WHAT YOU NEED TO DO:
a) Copy, word for word, the passage of the news report on the Rio Grande drownings between "The river, which" and "migrants into custody.", inclusive.
b) Continue the news report on the migrants who drowned in the Rio Grande, picking up right after its final sentence.

DOCUMENT EXCERPT:

* * * * * * * * *

Border Patrol: 9 Migrants Die Crossing Rio Grande Into Texas

Border Patrol: 9 Migrants Die Crossing Rio Grande Into Texas
A member of the Texas National Guard looks across the Rio Grande to Mexico from the United States at Eagle Pass, Texas, on Aug. 26, 2022. (Eric Gay/AP Photo)
The Associated Press
9/4/2022
Updated:
9/4/2022

Officials on both sides of the U.S.–Mexico border searched for more victims Saturday after at least nine migrants died while trying to cross the rain-swollen Rio Grande.

U.S. Customs and Border Protection (CBP) and Mexican officials discovered the victims near Eagle Pass, Texas, on Thursday, following days of heavy rains. U.S. officials recovered six bodies, while Mexican teams recovered three, according to a CBP statement. It is one of the deadliest drownings on the U.S.–Mexico border in recent history.

The river, which was a little more than 3 feet deep at the start of the week, reached more than 5 feet on Thursday, and the water was flowing five times faster than usual, according to the National Weather Service.

The CBP said U.S. crews rescued 37 others from the river and detained 16 more, while Mexican officials took 39 migrants into custody.

CBP did not say what country or countries the migrants were from and did not provide any additional information on rescue and search operations. Local agencies in Texas that were involved have not responded to requests for information.

Among the bodies recovered from the river by Mexican authorities were a man and a pregnant woman, although their nationalities were unknown, said Francisco Contreras, a member of Civil Protection in the Mexican border state of Coahuila. No details were released about the third body found.

The Border Patrol’s Del Rio sector, which includes Eagle Pass, is fast becoming the busiest corridor for illegal crossings. Agents stopped migrants nearly 50,000 times in the sector in July, with Rio Grande Valley a distant second at about 35,000. Eagle Pass is about 140 miles southwest of San Antonio.

Chief Patrol Agent Jason Owens of the Del Rio sector said that despite dangerous currents from recent rainfall, Border Patrol agents in the sector continue to encounter groups as large as 100 or 200 people trying to cross the Rio Grande each day.

* * * * * * * * *

PROVIDED RECORDS:
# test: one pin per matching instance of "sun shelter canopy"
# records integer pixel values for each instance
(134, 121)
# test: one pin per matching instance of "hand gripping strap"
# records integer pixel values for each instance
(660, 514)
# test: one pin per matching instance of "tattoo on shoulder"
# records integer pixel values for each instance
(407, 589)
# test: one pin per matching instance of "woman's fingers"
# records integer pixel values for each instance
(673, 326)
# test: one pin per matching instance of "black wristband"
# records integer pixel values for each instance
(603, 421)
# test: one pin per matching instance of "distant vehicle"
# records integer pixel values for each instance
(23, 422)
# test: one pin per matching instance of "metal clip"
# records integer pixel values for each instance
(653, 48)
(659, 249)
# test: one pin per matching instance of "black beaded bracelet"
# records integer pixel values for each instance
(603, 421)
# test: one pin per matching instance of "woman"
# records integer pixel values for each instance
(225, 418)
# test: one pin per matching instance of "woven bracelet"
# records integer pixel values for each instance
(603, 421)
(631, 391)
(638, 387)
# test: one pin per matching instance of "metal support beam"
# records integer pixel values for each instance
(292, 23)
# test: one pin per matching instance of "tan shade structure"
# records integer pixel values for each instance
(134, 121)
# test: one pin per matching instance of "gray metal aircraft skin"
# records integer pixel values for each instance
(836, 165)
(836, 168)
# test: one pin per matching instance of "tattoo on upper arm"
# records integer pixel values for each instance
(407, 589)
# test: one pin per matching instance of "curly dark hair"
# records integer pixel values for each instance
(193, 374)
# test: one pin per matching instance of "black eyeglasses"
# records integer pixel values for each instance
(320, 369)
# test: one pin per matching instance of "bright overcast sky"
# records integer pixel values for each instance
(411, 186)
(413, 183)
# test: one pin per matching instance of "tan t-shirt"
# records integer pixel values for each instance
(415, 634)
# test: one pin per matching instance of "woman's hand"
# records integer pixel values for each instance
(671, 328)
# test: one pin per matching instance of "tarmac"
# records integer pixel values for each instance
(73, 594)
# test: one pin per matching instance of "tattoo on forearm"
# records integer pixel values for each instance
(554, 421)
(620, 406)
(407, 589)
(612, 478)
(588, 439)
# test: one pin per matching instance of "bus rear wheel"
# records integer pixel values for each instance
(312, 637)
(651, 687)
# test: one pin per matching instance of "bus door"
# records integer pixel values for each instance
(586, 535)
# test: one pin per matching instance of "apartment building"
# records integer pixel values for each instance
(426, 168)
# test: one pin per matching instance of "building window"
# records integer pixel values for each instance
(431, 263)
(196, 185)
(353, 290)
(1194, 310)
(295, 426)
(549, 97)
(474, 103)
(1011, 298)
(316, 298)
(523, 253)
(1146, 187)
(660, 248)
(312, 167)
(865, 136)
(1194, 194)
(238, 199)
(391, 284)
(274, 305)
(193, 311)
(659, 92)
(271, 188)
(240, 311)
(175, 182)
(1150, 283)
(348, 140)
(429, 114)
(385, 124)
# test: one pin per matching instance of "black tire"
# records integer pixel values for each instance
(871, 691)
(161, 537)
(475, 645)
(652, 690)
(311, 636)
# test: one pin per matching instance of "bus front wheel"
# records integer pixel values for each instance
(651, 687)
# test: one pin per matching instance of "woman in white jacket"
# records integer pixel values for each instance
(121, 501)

* * * * * * * * *

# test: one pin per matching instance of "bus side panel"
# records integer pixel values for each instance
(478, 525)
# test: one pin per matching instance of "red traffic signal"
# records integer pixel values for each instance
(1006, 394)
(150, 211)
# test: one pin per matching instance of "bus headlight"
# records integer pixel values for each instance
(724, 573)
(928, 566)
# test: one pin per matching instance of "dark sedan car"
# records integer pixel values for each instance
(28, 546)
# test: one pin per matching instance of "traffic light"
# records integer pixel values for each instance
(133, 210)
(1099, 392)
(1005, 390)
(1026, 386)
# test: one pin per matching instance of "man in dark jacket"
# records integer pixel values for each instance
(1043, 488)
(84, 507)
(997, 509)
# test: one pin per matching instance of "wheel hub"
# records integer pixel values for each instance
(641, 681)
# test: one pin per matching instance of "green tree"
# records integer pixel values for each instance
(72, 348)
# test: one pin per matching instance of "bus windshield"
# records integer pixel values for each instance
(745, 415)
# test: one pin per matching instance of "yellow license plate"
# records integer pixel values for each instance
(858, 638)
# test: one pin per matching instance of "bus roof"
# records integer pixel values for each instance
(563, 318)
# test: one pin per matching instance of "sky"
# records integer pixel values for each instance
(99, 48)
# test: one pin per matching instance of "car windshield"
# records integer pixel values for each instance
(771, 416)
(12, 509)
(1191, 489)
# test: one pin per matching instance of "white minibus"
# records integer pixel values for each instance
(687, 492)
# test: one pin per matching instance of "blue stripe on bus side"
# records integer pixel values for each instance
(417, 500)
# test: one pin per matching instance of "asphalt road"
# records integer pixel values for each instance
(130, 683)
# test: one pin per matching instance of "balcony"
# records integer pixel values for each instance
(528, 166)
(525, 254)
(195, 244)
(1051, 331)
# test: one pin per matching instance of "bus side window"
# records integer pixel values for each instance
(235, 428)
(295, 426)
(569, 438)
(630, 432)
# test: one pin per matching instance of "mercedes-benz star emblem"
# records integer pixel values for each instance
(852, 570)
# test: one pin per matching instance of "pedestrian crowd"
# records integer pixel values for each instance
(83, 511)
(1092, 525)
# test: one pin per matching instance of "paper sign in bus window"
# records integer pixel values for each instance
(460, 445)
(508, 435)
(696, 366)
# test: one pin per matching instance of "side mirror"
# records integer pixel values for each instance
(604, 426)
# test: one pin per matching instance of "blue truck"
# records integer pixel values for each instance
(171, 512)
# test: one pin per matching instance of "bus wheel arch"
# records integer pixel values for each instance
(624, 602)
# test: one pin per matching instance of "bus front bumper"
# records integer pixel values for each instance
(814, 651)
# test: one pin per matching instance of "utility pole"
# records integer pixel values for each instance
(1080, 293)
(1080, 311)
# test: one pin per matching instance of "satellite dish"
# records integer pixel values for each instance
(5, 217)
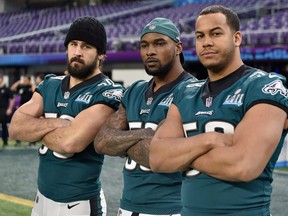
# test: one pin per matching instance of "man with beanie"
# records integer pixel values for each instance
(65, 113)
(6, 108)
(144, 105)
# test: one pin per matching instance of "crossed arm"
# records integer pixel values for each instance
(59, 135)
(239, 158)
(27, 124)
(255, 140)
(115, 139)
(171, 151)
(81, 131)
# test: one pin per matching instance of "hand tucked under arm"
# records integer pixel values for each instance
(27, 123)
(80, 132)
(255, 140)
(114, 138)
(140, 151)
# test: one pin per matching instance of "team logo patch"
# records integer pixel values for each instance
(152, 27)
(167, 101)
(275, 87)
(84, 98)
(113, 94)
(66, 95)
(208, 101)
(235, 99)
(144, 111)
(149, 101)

* * * * * * * * *

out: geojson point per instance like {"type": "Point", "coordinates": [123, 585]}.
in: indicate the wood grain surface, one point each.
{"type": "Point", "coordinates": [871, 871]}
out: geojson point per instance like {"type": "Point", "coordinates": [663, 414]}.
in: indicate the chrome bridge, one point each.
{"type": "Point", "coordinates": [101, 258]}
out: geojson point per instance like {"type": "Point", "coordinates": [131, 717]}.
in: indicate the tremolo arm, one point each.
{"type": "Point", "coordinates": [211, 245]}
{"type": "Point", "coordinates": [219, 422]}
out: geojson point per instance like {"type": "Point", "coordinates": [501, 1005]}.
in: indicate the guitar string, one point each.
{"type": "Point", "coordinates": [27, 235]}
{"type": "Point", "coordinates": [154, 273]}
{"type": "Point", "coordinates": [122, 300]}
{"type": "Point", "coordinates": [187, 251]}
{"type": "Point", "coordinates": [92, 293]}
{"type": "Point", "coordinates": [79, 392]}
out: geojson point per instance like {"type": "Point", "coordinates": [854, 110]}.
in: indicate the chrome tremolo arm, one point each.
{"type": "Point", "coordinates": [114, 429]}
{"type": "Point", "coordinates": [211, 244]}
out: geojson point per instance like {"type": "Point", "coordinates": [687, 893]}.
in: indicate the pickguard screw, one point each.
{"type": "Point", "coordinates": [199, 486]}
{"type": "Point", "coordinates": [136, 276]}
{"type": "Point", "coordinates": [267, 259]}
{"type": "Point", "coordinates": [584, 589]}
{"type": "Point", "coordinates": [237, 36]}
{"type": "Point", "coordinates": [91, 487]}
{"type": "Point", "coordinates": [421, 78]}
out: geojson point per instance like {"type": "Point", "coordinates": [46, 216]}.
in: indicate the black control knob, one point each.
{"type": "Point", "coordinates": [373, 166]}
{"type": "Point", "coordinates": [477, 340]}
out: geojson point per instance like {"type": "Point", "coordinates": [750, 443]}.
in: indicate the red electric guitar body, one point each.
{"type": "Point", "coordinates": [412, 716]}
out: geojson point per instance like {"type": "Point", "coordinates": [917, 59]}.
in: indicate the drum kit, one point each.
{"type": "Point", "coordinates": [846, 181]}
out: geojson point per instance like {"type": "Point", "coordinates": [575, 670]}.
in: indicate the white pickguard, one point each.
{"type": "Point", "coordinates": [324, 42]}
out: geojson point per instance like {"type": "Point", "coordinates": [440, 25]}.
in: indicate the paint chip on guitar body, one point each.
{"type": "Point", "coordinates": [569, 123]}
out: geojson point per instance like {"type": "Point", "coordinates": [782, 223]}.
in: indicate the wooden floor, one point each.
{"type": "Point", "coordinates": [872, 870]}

* * * * * * * * *

RESPONSES:
a)
The river, which was a little more than 3 feet deep at the start of the week, reached more than 5 feet on Thursday, and the water was flowing five times faster than usual, according to the National Weather Service.

The CBP said U.S. crews rescued 37 others from the river and detained 16 more, while Mexican officials took 39 migrants into custody.

b)
“In an effort to prevent further loss of life, we are asking everyone to please avoid crossing illegally,” Owens said in a statement.

The area draws migrants from dozens of countries. About six of 10 stops in the Del Rio sector in July were migrants from Venezuela, Cuba, or Nicaragua. The region also has been a popular crossing point for migrants from Haiti, thousands of whom have been stuck in border towns since 2016, when the Obama administration abruptly halted a policy that initially allowed them in on humanitarian grounds.

The sector, which extends 245 miles along the Río Grande, has been especially dangerous because river currents can be deceptively fast and change quickly. Crossing the river can be challenging even for strong swimmers.

In a news release last month, CBP said it had discovered bodies of more than 200 dead migrants in the sector from October through July.

This year is on track to break last year’s record for the most deaths on the U.S.–Mexico border since 2014, when the U.N. International Organization for Migration began keeping records. The organization has tallied more than 4,000 deaths on the border since 2014, based on news reports and other sources, including 728 last year and 412 during the first seven months of this year, often from dehydration or drowning. June was the fourth-deadliest month on record, with 138 fatalities.

The Border Patrol has not released official tallies since 2020.

In June, 53 illegal immigrants were found dead or dying in a tractor-trailer on a back road in San Antonio in the deadliest documented tragedy to claim the lives of illegal immigrants smuggled across the border from Mexico.

Some of the busiest crossings on the border—including Eagle Pass and Yuma, Arizona—were relatively quiet two years ago and now largely draw migrants from outside Mexico and Central America’s “Northern Triangle” countries of Guatemala, Honduras, and El Salvador. Mexico has agreed to take migrants from the “Northern Triangle” countries, as well as its own nationals, if they are expelled from the United States under Title 42, the pandemic rule in effect since March 2020 that denies rights to seek asylum on grounds of preventing the spread of COVID-19.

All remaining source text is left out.